Job 1 — Output as a JSON list of strings the lines of the listing, starting with its first line and going on through the line that contains "[[265, 163]]". Give one string per line and leave out blank lines.
--- START OF Text ---
Following the completion of the St. Michel raid, Pragmatic forces resumed a posture of alert defense, while reinforcements were summoned, and drafts of replacements were integrated into the battered regiments, particularly the Wachovians, and the Schoeffen-Buschhagen von Nordhafen and Adelmann regiments. Gathered at the general's table one evening, conversation among the colonels kept returning to the question of integrating the replacements as quickly as possible. Colonel von Nordhafen (on parole and still awaiting formal exchange after his capture during the Northern Alliance counterattack on St. Stephen) observed the similarity of the terrain around Schlegel's gasthaus (in which the dinner was being held) to that of the Battle of the Tollgate some years before, and noted that the arrival of a Wachovian battery to bolster the Wachovian contingent left that contingent very similar in size to the force that he himself had led to victory at the Tollgate. Colonel Grabowski, commander of the Wachovian infantry regiment and senior officer among the Wachovians gathered, suggested that the battle could be used as the basis of a training exercise. A brilliant young staff officer (Captain von Reiswitz) suggested that a team of Adjudicators could permit the exercise to proceed in free play, assessing casualties by use of their military judgment and some element of chance, perhaps the roll of dice.
The Adjudicator Team explains the Exercise to Colonels Grabowski and Adelmann
After dinner was cleared the officers continued to discuss the situation, and agreed that it would be, if nothing else, an interesting experiment. General von Stewart opined that Colonel von Nordhafen would not be violating the terms of his parole to serve as an Adjudicator, but that he (and therefore his regiment) would not take an active role. After a ride over the proposed battlefield, Colonel Adelmann volunteered to re-enact the role of the North Polenberg commander, with two of his own companies, the S-B battery and a squadron of the Prince's dragoon guards, while Colonel Grabowski would command the force re-enacting the Schoeffen-Buschhagen role, with the Wachovian "wilderin" (poacher) light infantry, two companies of Wachovian foot, a squadron of hussars, the "Black Widow" battery, and a company of Wiegenburg infantry. Casualties assessed by the Adjudicators would be marched to the gasthaus, and the bill for their refreshment was to be settled by the losing colonel.
--- END OF Text ---
--- START OF Exercise inputs ---
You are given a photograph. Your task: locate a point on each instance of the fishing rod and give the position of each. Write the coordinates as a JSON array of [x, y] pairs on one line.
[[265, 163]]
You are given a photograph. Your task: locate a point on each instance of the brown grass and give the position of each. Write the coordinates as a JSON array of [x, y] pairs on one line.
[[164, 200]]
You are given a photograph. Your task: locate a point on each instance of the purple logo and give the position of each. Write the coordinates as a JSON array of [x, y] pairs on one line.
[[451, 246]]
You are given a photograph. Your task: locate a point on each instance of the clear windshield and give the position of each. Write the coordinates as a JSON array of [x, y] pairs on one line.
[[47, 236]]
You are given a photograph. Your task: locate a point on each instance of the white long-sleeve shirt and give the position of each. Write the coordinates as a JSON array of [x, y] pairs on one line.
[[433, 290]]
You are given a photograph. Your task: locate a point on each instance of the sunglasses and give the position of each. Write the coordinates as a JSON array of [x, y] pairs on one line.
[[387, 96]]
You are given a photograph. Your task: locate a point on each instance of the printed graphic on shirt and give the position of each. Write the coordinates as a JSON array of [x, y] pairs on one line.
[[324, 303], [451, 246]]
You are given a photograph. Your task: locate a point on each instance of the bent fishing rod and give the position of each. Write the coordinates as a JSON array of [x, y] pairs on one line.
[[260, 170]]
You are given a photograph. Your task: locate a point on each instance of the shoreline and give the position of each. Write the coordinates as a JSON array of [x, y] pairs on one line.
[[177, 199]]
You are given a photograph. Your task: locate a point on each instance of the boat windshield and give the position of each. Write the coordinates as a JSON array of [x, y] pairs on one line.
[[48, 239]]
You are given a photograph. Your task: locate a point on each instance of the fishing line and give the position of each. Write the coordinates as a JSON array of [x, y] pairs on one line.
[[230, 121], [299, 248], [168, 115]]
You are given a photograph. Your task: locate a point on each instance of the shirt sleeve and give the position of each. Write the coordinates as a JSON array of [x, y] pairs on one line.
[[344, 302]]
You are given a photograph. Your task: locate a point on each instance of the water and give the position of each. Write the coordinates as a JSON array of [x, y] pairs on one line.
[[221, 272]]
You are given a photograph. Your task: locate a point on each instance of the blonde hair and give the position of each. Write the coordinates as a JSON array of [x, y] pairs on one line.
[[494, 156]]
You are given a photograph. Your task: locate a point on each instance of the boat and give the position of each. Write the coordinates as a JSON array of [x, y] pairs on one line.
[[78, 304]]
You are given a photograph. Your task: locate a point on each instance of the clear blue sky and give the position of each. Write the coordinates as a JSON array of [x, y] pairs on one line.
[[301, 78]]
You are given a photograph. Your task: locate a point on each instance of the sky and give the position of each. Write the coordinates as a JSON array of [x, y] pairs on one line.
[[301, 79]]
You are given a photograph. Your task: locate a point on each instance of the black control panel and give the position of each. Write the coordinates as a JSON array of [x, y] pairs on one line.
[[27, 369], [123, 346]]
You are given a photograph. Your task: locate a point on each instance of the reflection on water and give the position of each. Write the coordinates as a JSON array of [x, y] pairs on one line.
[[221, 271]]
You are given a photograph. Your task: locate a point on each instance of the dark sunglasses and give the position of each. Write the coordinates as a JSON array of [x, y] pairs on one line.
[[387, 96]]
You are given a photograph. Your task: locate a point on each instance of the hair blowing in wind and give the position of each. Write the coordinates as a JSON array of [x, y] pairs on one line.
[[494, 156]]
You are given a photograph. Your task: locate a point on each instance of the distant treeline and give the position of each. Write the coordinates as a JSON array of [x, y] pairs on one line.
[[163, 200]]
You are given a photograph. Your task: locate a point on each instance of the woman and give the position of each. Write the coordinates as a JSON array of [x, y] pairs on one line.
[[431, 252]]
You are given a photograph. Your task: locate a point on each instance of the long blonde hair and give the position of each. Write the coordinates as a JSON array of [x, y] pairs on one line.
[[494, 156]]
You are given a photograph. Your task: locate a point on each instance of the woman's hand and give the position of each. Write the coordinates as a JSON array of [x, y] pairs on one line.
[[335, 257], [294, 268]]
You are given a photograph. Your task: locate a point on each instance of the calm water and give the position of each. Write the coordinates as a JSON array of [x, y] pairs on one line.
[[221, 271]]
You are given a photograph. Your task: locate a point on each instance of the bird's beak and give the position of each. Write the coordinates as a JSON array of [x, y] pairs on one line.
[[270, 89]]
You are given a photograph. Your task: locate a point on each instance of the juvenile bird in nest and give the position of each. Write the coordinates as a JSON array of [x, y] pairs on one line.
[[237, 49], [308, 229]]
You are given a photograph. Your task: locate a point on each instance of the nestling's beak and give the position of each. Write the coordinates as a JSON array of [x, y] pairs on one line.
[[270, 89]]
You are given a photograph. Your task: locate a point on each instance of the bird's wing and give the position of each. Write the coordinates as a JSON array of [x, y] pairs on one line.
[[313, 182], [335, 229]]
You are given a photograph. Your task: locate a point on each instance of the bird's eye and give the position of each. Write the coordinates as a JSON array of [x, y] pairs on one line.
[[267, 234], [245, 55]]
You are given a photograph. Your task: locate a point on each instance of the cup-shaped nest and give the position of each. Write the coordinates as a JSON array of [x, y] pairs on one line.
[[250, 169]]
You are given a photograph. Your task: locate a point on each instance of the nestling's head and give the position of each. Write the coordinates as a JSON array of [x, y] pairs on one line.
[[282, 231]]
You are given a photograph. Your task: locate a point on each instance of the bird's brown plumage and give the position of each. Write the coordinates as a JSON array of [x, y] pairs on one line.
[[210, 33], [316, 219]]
--- END OF Exercise inputs ---
Job 2 —
Answer these questions from the text about the training exercise:
(a) Who suggested that the battle could be used as the basis of a training exercise?
(b) Whose role did Colonel Adelmann volunteer to re-enact?
(c) Who was to settle the bill for the refreshment of casualties marched to the gasthaus?

Written reply 1 —
[
  "You are given a photograph. Your task: locate a point on each instance of the fishing rod and give the position of each. Write the coordinates as a JSON array of [x, y] pairs on one line.",
  "[[265, 163]]"
]

Written reply 2 —
(a) Colonel Grabowski
(b) The North Polenberg commander
(c) The losing colonel